— start of ENTRIES PROVIDED —

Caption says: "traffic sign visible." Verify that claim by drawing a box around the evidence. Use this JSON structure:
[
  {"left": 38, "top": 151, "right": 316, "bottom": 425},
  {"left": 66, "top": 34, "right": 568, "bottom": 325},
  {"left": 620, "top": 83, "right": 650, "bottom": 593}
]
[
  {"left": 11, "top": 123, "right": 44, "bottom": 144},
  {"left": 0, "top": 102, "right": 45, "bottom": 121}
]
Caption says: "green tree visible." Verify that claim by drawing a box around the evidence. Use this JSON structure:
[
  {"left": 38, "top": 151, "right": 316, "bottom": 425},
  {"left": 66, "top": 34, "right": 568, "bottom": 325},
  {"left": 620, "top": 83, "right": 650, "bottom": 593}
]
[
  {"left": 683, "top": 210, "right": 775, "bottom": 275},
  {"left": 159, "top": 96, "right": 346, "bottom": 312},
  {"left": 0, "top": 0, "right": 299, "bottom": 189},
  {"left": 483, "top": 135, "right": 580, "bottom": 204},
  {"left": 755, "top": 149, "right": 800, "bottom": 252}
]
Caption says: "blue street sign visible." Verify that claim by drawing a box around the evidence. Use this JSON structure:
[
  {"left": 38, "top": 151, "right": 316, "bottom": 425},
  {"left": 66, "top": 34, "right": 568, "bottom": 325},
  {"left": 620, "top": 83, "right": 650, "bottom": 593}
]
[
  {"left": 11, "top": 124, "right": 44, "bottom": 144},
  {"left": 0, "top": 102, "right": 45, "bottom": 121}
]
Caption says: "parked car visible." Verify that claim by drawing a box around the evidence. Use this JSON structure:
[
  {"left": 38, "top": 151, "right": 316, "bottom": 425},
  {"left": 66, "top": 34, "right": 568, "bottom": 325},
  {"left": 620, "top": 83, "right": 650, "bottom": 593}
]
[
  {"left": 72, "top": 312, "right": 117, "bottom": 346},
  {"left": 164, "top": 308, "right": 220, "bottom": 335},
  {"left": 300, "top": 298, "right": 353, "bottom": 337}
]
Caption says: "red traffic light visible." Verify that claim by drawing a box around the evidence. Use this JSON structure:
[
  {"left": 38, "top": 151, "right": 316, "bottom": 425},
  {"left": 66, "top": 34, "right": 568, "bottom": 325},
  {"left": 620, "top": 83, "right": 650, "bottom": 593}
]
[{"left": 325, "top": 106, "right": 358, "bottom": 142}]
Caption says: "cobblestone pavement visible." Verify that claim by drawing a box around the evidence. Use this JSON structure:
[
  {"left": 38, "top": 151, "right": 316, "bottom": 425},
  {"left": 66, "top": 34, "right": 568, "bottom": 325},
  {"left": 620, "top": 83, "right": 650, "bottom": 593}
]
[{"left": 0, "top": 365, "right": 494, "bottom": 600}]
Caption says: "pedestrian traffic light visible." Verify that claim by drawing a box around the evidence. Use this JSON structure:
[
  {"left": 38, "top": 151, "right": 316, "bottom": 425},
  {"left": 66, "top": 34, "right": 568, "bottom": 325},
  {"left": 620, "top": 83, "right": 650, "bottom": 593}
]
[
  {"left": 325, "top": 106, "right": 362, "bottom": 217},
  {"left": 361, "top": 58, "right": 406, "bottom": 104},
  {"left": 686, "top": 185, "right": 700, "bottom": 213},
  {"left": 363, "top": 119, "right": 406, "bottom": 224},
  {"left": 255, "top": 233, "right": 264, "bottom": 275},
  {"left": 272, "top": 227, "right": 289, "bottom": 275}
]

— end of ENTRIES PROVIDED —

**GOAL**: Report each line of the material above that contains the word "sign", copying every such line in full.

**PROBLEM SOLUTION**:
Caption says: "traffic sign visible." Verify that claim by drawing a box around the evidence. Use this JSON structure:
Caption says: "blue street sign visible." Verify that claim by drawing a box around the evidence. Use this JSON structure:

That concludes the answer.